STATED TASK
In the records below, find the line containing "Target: green stem"; give it again exactly, along with every line that follows, and nothing else.

GIVEN RECORDS
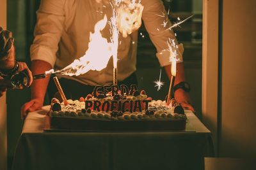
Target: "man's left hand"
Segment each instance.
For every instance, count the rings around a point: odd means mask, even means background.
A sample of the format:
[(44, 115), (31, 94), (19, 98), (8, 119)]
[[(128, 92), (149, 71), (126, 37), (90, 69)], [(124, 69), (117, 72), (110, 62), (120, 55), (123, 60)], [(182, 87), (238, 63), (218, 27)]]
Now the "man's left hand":
[(179, 89), (175, 92), (174, 97), (177, 102), (180, 103), (183, 108), (195, 112), (194, 108), (191, 105), (191, 100), (188, 92), (185, 92), (182, 89)]
[(12, 85), (10, 81), (3, 79), (0, 77), (0, 97), (6, 91), (7, 88), (12, 88)]

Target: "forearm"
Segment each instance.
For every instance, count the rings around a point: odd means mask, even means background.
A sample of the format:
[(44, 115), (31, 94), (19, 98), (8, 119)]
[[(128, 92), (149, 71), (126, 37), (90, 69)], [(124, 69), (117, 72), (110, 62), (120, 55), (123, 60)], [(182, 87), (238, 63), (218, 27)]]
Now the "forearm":
[[(46, 71), (52, 69), (51, 65), (44, 60), (35, 60), (31, 62), (31, 70), (33, 74), (44, 73)], [(49, 81), (49, 76), (34, 80), (31, 85), (32, 99), (38, 99), (44, 101), (46, 90)]]
[[(171, 78), (171, 65), (164, 66), (165, 71), (170, 79)], [(176, 65), (176, 76), (174, 85), (179, 82), (185, 81), (185, 73), (184, 70), (183, 62), (177, 63)]]

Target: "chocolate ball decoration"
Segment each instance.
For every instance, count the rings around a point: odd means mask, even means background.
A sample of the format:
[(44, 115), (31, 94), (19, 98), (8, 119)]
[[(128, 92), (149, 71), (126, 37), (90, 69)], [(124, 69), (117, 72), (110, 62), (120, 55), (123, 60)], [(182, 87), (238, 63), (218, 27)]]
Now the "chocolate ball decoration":
[(111, 115), (112, 117), (117, 117), (117, 113), (118, 113), (118, 112), (117, 112), (116, 111), (113, 111), (110, 113), (110, 115)]
[(117, 116), (118, 117), (120, 117), (120, 116), (122, 116), (122, 115), (123, 115), (123, 112), (122, 112), (121, 111), (118, 111), (117, 112)]
[(138, 90), (135, 90), (135, 91), (133, 92), (133, 94), (132, 94), (133, 96), (140, 96), (140, 92), (138, 91)]
[(83, 102), (83, 101), (84, 101), (84, 98), (83, 97), (81, 97), (79, 99), (79, 102)]
[(87, 109), (86, 113), (92, 113), (91, 109), (90, 109), (90, 108)]
[(173, 112), (174, 112), (174, 113), (179, 113), (179, 114), (182, 114), (182, 115), (185, 114), (184, 110), (182, 106), (181, 106), (180, 105), (177, 105), (177, 106), (175, 106)]
[(86, 96), (86, 100), (89, 100), (90, 99), (92, 98), (92, 94), (89, 94), (88, 95), (87, 95)]
[(120, 94), (116, 94), (114, 96), (113, 99), (115, 101), (119, 101), (121, 99), (121, 96)]
[(142, 90), (141, 91), (140, 91), (140, 94), (146, 94), (146, 92), (144, 90)]
[(150, 115), (154, 115), (154, 111), (153, 110), (147, 110), (145, 114), (146, 115), (150, 116)]
[(52, 111), (60, 111), (61, 110), (61, 106), (60, 106), (60, 103), (56, 103), (53, 104), (52, 108)]

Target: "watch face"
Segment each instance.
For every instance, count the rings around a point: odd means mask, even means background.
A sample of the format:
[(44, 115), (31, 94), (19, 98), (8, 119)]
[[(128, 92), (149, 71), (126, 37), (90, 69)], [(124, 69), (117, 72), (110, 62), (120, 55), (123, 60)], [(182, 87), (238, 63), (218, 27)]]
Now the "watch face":
[(189, 85), (187, 83), (184, 83), (184, 87), (186, 89), (189, 89)]

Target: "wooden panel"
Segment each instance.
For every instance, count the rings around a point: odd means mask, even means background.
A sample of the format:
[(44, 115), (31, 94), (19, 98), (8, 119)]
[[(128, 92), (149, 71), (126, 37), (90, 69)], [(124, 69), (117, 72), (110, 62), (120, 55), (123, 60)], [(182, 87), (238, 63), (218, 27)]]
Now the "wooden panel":
[(218, 1), (203, 1), (202, 120), (217, 145)]
[(256, 157), (256, 1), (223, 1), (220, 156)]
[[(6, 1), (0, 0), (0, 26), (6, 28)], [(5, 94), (0, 97), (0, 169), (7, 168), (6, 104)]]

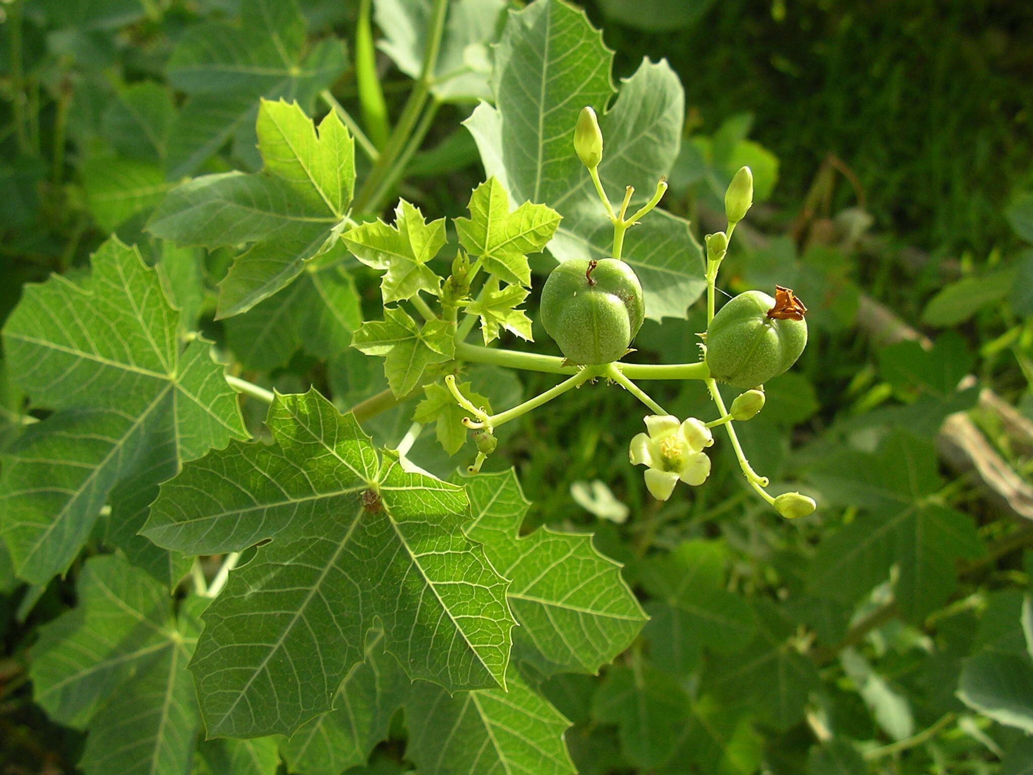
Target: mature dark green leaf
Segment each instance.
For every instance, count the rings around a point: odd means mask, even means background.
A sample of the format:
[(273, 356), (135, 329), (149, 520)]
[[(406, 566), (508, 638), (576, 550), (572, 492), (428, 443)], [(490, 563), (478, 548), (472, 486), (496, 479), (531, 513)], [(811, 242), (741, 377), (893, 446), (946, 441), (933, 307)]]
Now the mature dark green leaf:
[(666, 670), (688, 675), (703, 647), (734, 652), (753, 637), (753, 610), (725, 589), (725, 562), (717, 542), (693, 540), (654, 555), (637, 568), (639, 581), (655, 598), (646, 607), (650, 653)]
[(846, 740), (829, 740), (811, 748), (807, 775), (867, 775), (864, 757)]
[[(281, 745), (290, 772), (340, 773), (365, 765), (387, 737), (392, 716), (409, 693), (410, 682), (383, 650), (383, 636), (371, 637), (365, 661), (345, 677), (334, 710), (314, 718)], [(427, 684), (429, 685), (429, 684)]]
[(481, 473), (466, 483), (473, 520), (466, 532), (511, 579), (506, 593), (516, 644), (543, 672), (596, 673), (624, 651), (646, 615), (589, 535), (546, 527), (520, 534), (530, 503), (512, 470)]
[(179, 313), (139, 253), (109, 240), (92, 264), (80, 285), (56, 276), (27, 286), (4, 328), (22, 385), (64, 410), (26, 435), (4, 467), (4, 541), (33, 582), (68, 567), (116, 483), (146, 470), (169, 475), (247, 437), (210, 344), (181, 343)]
[(949, 597), (957, 560), (984, 550), (970, 517), (928, 501), (942, 485), (936, 466), (931, 442), (897, 432), (877, 453), (840, 453), (812, 473), (831, 502), (870, 512), (818, 546), (809, 575), (814, 594), (852, 602), (897, 563), (895, 591), (909, 619)]
[(261, 97), (310, 110), (347, 61), (333, 38), (305, 50), (295, 0), (244, 0), (239, 26), (211, 22), (188, 30), (166, 69), (168, 82), (191, 95), (173, 124), (169, 178), (194, 174), (231, 137), (253, 146)]
[(210, 735), (292, 734), (333, 707), (379, 622), (413, 679), (504, 685), (507, 582), (462, 532), (462, 488), (378, 455), (310, 391), (276, 397), (274, 443), (234, 443), (166, 483), (144, 530), (186, 554), (272, 538), (206, 614), (191, 662)]
[[(515, 202), (544, 203), (563, 216), (549, 250), (559, 260), (612, 255), (613, 227), (573, 149), (578, 112), (595, 109), (607, 152), (599, 165), (612, 196), (634, 186), (632, 208), (654, 191), (678, 155), (684, 96), (666, 63), (644, 62), (613, 107), (612, 53), (583, 12), (559, 0), (510, 11), (492, 73), (495, 107), (466, 125), (490, 176)], [(646, 291), (652, 318), (684, 317), (706, 287), (702, 253), (688, 223), (657, 210), (628, 231), (624, 260)]]
[(754, 601), (757, 630), (739, 654), (721, 654), (708, 668), (708, 686), (732, 701), (748, 701), (764, 720), (787, 730), (804, 717), (821, 681), (814, 662), (790, 642), (792, 623), (765, 600)]
[(505, 690), (449, 695), (417, 682), (405, 711), (407, 755), (426, 775), (576, 772), (563, 741), (570, 722), (512, 670)]
[(180, 245), (253, 243), (219, 284), (220, 317), (251, 309), (331, 247), (354, 186), (354, 143), (336, 113), (317, 136), (296, 103), (262, 100), (257, 131), (261, 173), (195, 178), (168, 194), (148, 226)]
[(177, 621), (167, 590), (115, 556), (86, 563), (79, 597), (33, 648), (36, 702), (62, 723), (89, 723), (88, 775), (181, 775), (199, 725), (186, 663), (205, 601), (184, 603)]

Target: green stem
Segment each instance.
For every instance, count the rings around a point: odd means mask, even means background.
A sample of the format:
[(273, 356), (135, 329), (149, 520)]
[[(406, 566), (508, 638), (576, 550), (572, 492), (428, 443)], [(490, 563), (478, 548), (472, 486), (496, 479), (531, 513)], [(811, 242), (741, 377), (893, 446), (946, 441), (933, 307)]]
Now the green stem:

EXERCISE RESPONSE
Target: green stem
Segment each instance.
For every instance, count the rings around a point: odd means mask, even means background.
A sample of the format:
[(273, 356), (135, 329), (149, 520)]
[[(406, 566), (508, 638), (576, 550), (572, 492), (428, 443)], [(490, 563), (478, 548), (472, 486), (496, 479), (531, 513)], [(811, 242), (741, 377), (893, 446), (946, 441), (933, 307)]]
Now the green stem:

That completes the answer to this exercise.